# [RECORDS SHOWN]

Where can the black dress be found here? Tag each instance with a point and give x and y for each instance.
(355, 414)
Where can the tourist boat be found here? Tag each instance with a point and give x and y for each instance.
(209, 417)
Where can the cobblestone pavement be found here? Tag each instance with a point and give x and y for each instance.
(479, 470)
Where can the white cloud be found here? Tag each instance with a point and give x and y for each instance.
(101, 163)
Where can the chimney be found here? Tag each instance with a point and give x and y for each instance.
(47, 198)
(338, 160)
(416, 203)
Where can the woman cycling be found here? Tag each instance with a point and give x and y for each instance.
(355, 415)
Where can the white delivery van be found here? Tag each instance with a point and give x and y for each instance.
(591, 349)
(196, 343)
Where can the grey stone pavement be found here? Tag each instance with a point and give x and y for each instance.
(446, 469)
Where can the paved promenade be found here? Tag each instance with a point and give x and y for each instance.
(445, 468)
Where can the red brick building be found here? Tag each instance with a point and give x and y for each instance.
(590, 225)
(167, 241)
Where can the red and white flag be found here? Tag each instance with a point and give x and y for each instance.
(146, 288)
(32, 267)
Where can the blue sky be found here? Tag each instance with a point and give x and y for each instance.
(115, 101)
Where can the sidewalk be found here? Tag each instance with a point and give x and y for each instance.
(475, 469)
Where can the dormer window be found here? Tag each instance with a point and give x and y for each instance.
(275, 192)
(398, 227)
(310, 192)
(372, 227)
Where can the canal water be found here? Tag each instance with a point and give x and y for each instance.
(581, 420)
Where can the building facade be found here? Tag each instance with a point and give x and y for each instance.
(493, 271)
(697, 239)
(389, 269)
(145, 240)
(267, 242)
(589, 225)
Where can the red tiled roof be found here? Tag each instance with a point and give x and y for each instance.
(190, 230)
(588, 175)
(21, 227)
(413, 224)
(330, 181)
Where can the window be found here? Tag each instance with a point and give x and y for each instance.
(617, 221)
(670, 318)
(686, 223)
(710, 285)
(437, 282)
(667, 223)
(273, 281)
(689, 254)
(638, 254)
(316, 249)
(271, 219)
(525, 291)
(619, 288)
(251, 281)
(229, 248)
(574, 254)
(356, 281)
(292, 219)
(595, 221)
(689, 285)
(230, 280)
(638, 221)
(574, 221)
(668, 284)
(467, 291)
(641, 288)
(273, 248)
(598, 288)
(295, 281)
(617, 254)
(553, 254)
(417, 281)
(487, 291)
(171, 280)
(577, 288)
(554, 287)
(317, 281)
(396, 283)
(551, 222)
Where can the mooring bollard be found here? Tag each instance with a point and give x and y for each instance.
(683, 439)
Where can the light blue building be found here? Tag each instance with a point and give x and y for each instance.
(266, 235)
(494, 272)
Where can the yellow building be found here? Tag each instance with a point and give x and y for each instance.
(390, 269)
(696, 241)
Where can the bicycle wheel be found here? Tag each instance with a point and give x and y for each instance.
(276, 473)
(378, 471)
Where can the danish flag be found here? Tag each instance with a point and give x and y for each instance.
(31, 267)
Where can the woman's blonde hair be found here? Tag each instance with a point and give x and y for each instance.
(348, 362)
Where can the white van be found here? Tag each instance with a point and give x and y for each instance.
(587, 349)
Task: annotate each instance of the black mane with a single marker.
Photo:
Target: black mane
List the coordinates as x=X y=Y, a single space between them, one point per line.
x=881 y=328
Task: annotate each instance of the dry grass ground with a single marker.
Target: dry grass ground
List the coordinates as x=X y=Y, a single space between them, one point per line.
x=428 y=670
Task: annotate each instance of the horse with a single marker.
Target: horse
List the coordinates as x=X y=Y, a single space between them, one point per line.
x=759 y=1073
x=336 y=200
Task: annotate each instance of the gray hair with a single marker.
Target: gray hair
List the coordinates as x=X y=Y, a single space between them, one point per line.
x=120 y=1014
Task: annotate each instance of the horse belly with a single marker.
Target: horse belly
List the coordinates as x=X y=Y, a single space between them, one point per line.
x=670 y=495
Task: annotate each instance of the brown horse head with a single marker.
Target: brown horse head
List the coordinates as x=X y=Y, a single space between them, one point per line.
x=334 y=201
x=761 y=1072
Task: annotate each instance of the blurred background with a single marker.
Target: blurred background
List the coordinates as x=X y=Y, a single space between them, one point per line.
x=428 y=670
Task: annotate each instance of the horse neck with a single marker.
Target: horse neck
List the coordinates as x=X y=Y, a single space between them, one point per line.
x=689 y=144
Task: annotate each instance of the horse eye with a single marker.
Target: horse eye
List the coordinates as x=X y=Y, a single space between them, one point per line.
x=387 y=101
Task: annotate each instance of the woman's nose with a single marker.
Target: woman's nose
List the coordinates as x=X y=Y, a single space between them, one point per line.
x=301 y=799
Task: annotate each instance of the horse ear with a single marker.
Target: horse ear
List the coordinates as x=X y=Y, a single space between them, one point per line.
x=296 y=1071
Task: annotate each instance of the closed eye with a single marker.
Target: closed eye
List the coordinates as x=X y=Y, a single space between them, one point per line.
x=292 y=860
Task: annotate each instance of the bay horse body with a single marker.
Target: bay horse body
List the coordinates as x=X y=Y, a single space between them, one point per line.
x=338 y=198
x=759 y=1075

# [YOUR GOAL]
Output the line that contains "Task: annotate each instance of the blurred", followed by every later line in the listing, with no line omitted and none added.

# [RESULT OF THIS EXERCISE]
Task: annotate each instance of the blurred background with a single marker.
Target: blurred background
List the coordinates as x=X y=Y, a single space between them, one point per line.
x=428 y=670
Task: annotate each instance of the horse neck with a single marker.
Target: horse neck
List the coordinates as x=X y=Y, a single space between them, one point per line.
x=689 y=144
Task: annotate each instance of the horse eye with a single marker.
Target: horse eye
List the coordinates as x=X y=Y, a single space between them, one point per line.
x=387 y=101
Task: annotate each instance of the woman's nose with a single marker.
Target: woman's nose
List the coordinates as x=X y=Y, a single space between them, one point per line.
x=301 y=799
Task: annotate each instance of the horse ear with a single marker.
Target: horse ear
List the coordinates as x=X y=Y, a single space between them, one point per line.
x=296 y=1071
Task: annotate each instance of the closed eye with a single marker.
Target: closed eye
List the coordinates as x=X y=Y, a single space between them, one point per line.
x=292 y=860
Task: annotate each instance of the bay horse body with a single marker.
Target: bay horse body
List the coordinates as x=X y=Y, a single space between them, one point per line.
x=338 y=198
x=759 y=1075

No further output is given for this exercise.